__TASK INSTRUCTIONS__. Once the line containing "Target: orange water reflection" is found, copy it and each subsequent line exactly. Stop at the end of the records below.

__THE RECORDS__.
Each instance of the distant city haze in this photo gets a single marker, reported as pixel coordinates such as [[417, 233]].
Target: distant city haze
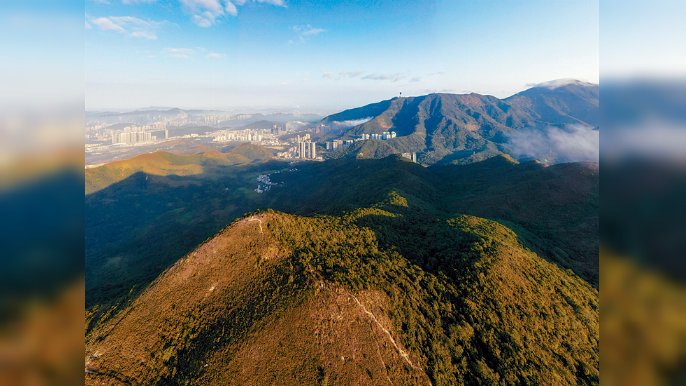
[[288, 55]]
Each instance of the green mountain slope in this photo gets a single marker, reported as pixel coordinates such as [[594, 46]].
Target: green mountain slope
[[138, 227], [462, 128], [381, 295]]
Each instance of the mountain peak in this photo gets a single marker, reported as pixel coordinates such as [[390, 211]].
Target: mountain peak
[[557, 83]]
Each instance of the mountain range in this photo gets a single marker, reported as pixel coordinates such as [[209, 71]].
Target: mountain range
[[463, 128], [225, 266], [348, 271]]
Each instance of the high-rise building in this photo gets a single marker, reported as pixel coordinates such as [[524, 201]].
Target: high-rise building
[[313, 150], [302, 146]]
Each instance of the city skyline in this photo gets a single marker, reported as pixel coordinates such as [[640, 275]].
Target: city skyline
[[326, 56]]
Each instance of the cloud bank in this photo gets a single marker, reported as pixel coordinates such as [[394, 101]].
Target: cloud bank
[[571, 143]]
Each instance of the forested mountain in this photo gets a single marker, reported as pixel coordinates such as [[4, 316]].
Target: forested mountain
[[463, 128], [388, 294]]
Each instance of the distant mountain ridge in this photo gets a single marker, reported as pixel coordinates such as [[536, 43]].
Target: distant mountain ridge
[[463, 128]]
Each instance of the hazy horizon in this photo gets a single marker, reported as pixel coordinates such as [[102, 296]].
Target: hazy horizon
[[300, 109], [297, 54]]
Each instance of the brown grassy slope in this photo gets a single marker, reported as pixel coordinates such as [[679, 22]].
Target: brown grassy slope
[[163, 163], [212, 316], [283, 299]]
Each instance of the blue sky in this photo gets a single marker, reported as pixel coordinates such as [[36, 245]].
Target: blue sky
[[325, 55]]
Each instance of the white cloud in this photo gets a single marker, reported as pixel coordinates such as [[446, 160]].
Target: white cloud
[[305, 31], [556, 144], [206, 13], [231, 8], [352, 122], [180, 53], [389, 77], [127, 25]]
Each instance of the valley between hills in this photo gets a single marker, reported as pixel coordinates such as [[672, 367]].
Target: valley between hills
[[354, 270]]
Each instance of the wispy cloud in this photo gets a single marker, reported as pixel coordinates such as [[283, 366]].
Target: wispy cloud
[[558, 144], [180, 53], [127, 25], [214, 55], [305, 31], [129, 2], [375, 76], [206, 13]]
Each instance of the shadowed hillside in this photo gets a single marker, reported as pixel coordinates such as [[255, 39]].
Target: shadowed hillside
[[462, 128], [138, 227]]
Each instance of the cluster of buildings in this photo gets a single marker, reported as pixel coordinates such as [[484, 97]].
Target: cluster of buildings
[[386, 135], [335, 144], [134, 135], [247, 135], [307, 150], [411, 156]]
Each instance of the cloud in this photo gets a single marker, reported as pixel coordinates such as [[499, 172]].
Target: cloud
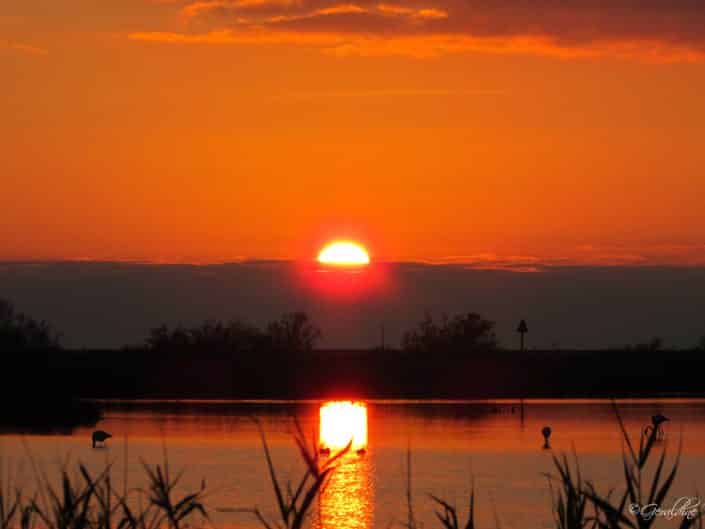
[[652, 30]]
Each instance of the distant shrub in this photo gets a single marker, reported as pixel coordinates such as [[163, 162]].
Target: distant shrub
[[460, 334]]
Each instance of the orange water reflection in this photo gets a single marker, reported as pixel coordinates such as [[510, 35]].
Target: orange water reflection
[[347, 502]]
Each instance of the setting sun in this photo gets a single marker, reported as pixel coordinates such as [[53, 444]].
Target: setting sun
[[343, 422], [344, 253]]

__SOLUTION__.
Target: orange water reflection
[[347, 502]]
Each instance of the setting sun in this photo gets a single marker, reported as pixel coordinates such as [[53, 444]].
Target: setting sun
[[343, 422], [344, 253]]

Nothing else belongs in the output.